Goals:
a – Rewrite the article on US flight suspensions, starting with "Chinese carriers also" and going on through "34 weekly flights.", switching "combination" to "passenger".
b – Pick up the article on the US suspension of Chinese passenger flights after its last sentence and keep writing it.

Text extract:

New York:  Retaliating to the bar on US-based airlines from entering China, the Trump administration has said it will suspend all operations of all passenger flights of China-based airlines to and from the US starting June 16.

The order can be put to effect even before the due date if US President Donald Trump so directs.

“The US Department of Transportation, responding to the failure of the Government of the People’s Republic of China to permit US carriers to exercise the full extent of their bilateral right to conduct scheduled passenger air services to and from China, is suspending the scheduled passenger operations of all Chinese carriers to and from the United States,” said an order by the department.

It said that as air transportation demand between the US and China decreased in late January 2020, the three US carriers operating scheduled passenger flights between the US and China — American Airlines Inc, Delta Air Lines Inc, and United Airlines Inc — drew down their scheduled US-China combination services by the beginning of February.

Chinese carriers also suspended some, but not all, of their US-China scheduled combination services.

In early January 2020, among US and Chinese carriers, there were approximately 325 weekly scheduled combination flights operated between the two countries. By mid-February, only 20 weekly scheduled combination flights by four Chinese carriers remained in the market. In mid-March, Chinese carriers increased service levels to 34 weekly flights.

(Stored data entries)
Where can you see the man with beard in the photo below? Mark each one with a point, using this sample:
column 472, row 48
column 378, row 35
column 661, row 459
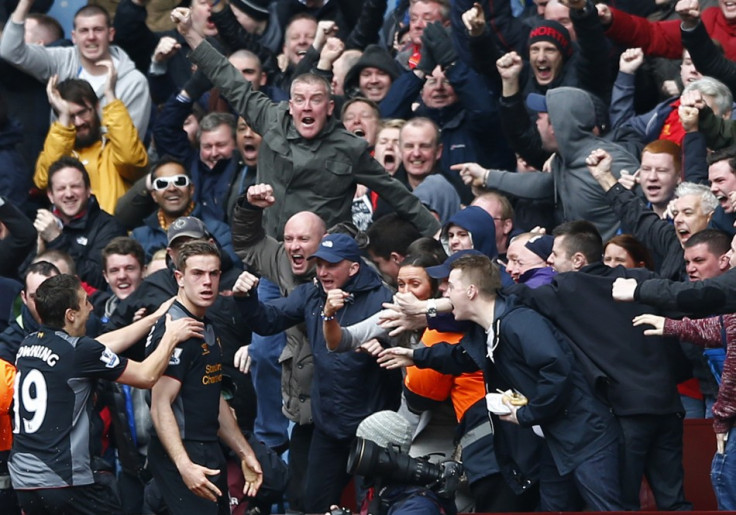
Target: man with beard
column 92, row 35
column 173, row 192
column 75, row 222
column 115, row 159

Outputs for the tasks:
a –
Chinese carriers also suspended some, but not all, of their US-China scheduled passenger services.

In early January 2020, among US and Chinese carriers, there were approximately 325 weekly scheduled passenger flights operated between the two countries. By mid-February, only 20 weekly scheduled passenger flights by four Chinese carriers remained in the market. In mid-March, Chinese carriers increased service levels to 34 weekly flights.

b –
The order copy said that by March 12, US airlines had completely ceased flying passenger services to and from China, but Chinese carriers generally maintained a degree of passenger service during that time frame.

“In establishing an arbitrary ‘baseline’ date of March 12, 2020, as well as the other restrictions cited above, the CAAC (Civil Aviation Authority of China) Notice effectively precludes US carriers from reinstating scheduled passenger flights to and from China and operating to the full extent of their bilateral rights, while Chinese carriers are able to maintain scheduled passenger service to and from each foreign market served as of the baseline date, including the United States,” it said.

The department views these restrictions as inconsistent with the Agreement and has voiced its objections to the CAAC, said the order.

The department further said that it has learned through diplomatic channels that Chinese carriers may be using passenger charter operations as a way of circumventing the CAAC Notice limitations on scheduled passenger services and thereby further increasing their advantage over US carriers in providing US-China passenger services.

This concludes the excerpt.